Task requirements: Swap every "rough mask" for "coarse mask" in everything from the first line down to the line containing "positive clicks: (85, 785) (95, 736)", both included, and write those lines out again with nothing else changed. Leave the pictures out of your answer.

Information:
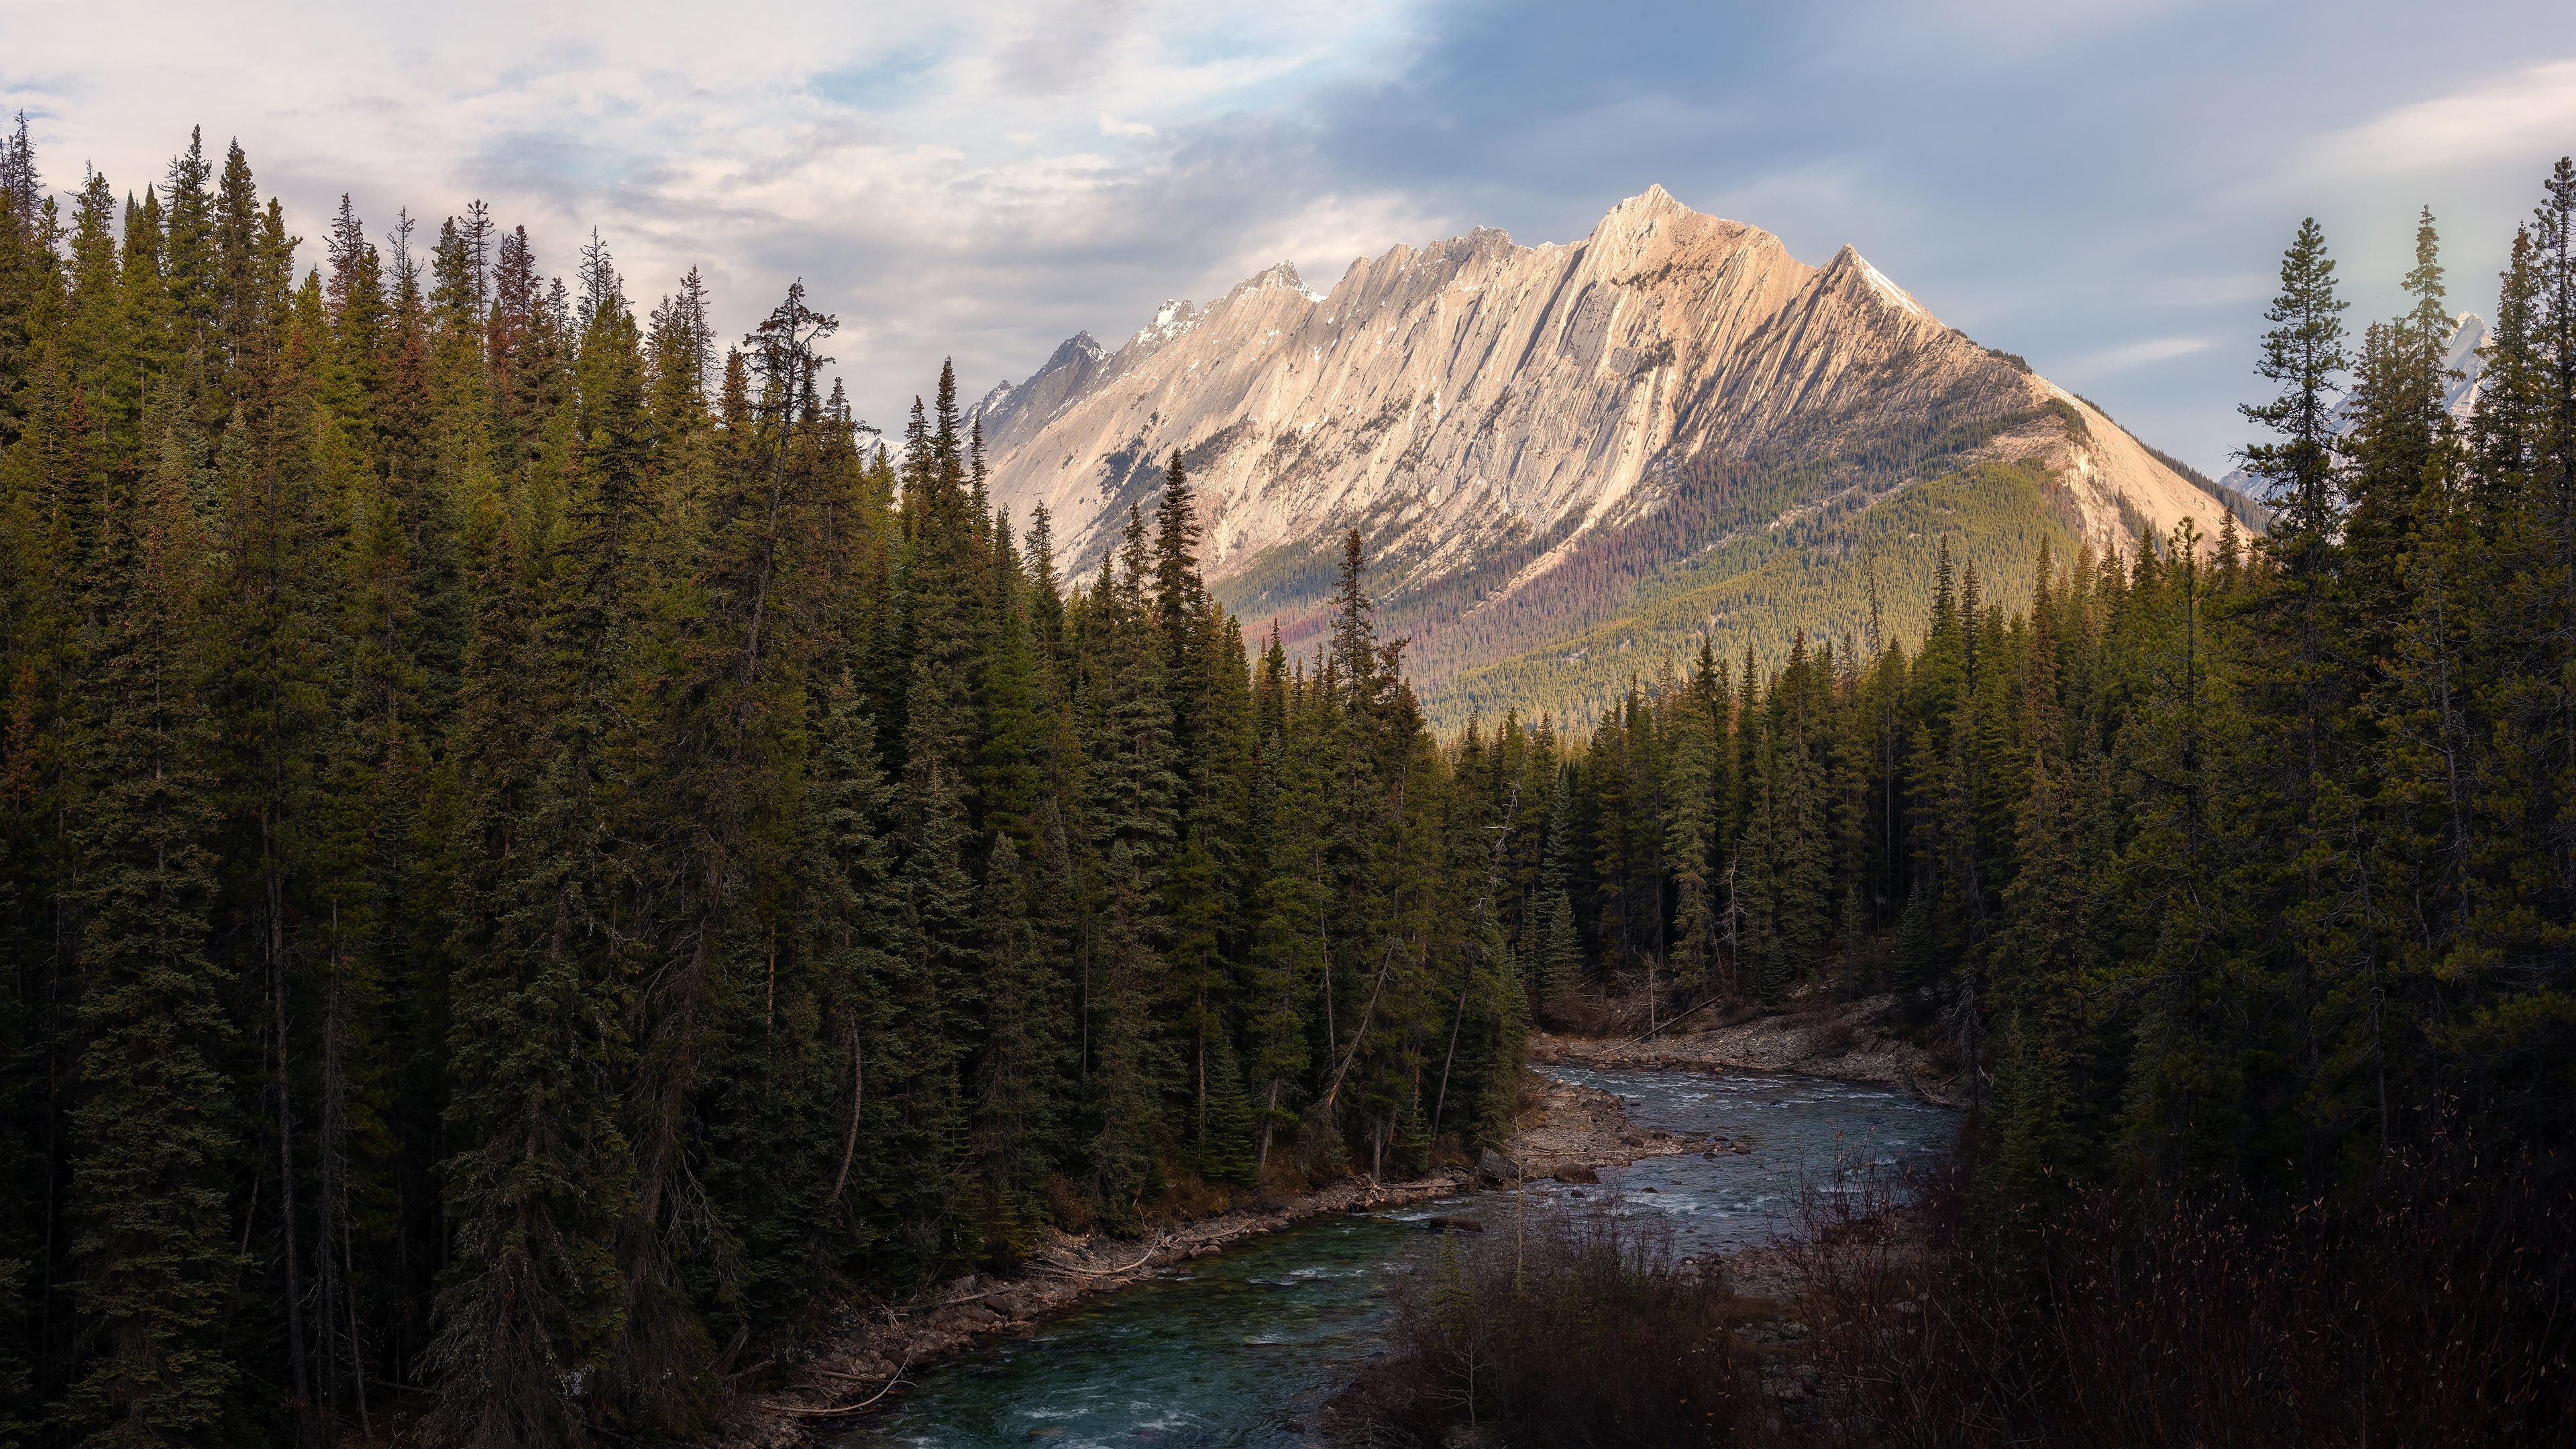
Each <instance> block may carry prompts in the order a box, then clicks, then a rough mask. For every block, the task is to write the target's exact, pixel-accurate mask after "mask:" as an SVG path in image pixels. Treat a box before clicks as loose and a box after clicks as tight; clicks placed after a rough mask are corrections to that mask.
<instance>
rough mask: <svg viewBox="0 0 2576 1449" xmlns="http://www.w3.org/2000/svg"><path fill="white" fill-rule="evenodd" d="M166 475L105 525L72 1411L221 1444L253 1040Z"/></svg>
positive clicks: (85, 785) (95, 736)
mask: <svg viewBox="0 0 2576 1449" xmlns="http://www.w3.org/2000/svg"><path fill="white" fill-rule="evenodd" d="M170 482H173V480H170V477H167V474H160V477H152V480H147V482H144V485H142V487H137V490H131V492H124V498H118V500H116V503H118V505H116V508H113V511H111V513H108V516H106V518H103V526H100V559H98V570H95V580H98V583H95V588H98V598H95V606H98V619H100V629H103V637H100V645H98V652H95V657H93V665H90V670H88V696H90V706H88V709H90V712H93V717H95V727H93V732H90V735H88V745H85V750H82V758H85V763H82V773H80V786H77V789H80V807H77V812H75V820H80V825H77V833H75V843H77V851H80V874H77V877H75V879H77V882H80V908H82V933H80V972H82V985H80V1003H77V1011H75V1013H77V1024H80V1031H82V1039H85V1044H82V1052H80V1098H77V1106H72V1114H70V1134H72V1201H70V1220H72V1225H75V1238H72V1261H75V1263H77V1266H80V1279H77V1284H75V1289H72V1297H75V1302H77V1305H80V1312H82V1320H85V1323H88V1328H90V1346H88V1351H85V1354H82V1372H80V1379H77V1385H75V1387H72V1392H70V1400H67V1415H70V1421H72V1423H75V1426H80V1428H82V1431H88V1436H90V1439H93V1441H100V1444H157V1441H162V1439H167V1436H209V1434H216V1431H219V1426H222V1423H227V1421H229V1415H232V1413H234V1403H232V1397H234V1392H237V1385H240V1372H242V1364H240V1361H237V1359H234V1346H232V1343H229V1336H227V1333H224V1307H227V1299H229V1294H232V1276H234V1271H237V1269H240V1258H237V1250H234V1245H232V1240H229V1235H227V1214H224V1201H227V1189H229V1178H232V1171H234V1165H237V1158H234V1152H237V1122H234V1114H232V1111H227V1104H229V1101H232V1093H229V1091H227V1080H224V1057H227V1049H229V1042H232V1024H229V1021H227V1016H224V1006H222V1000H224V985H222V980H219V972H216V967H214V962H211V957H209V951H206V944H209V923H211V910H214V887H216V879H214V851H211V841H214V835H216V817H214V781H211V773H209V768H206V755H209V748H211V732H214V719H211V714H209V709H206V691H204V686H206V676H204V668H206V660H204V655H201V652H198V639H201V616H198V590H201V572H198V570H201V567H204V544H201V539H198V529H196V516H193V508H191V500H188V495H185V492H183V490H178V487H170Z"/></svg>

Answer area:
Each <instance> block may carry prompts in the order a box, then clicks, then a coarse mask. For every block, the task is to write the target's exact, pixel-accurate mask after "mask:" as an SVG path in image pixels. Treat a box before clicks as loose and a box after clicks as tight; clicks placed after a coarse mask are corrections to that mask.
<instance>
coarse mask: <svg viewBox="0 0 2576 1449" xmlns="http://www.w3.org/2000/svg"><path fill="white" fill-rule="evenodd" d="M166 475L105 525L72 1411L221 1444L253 1040Z"/></svg>
positive clicks: (85, 785) (95, 736)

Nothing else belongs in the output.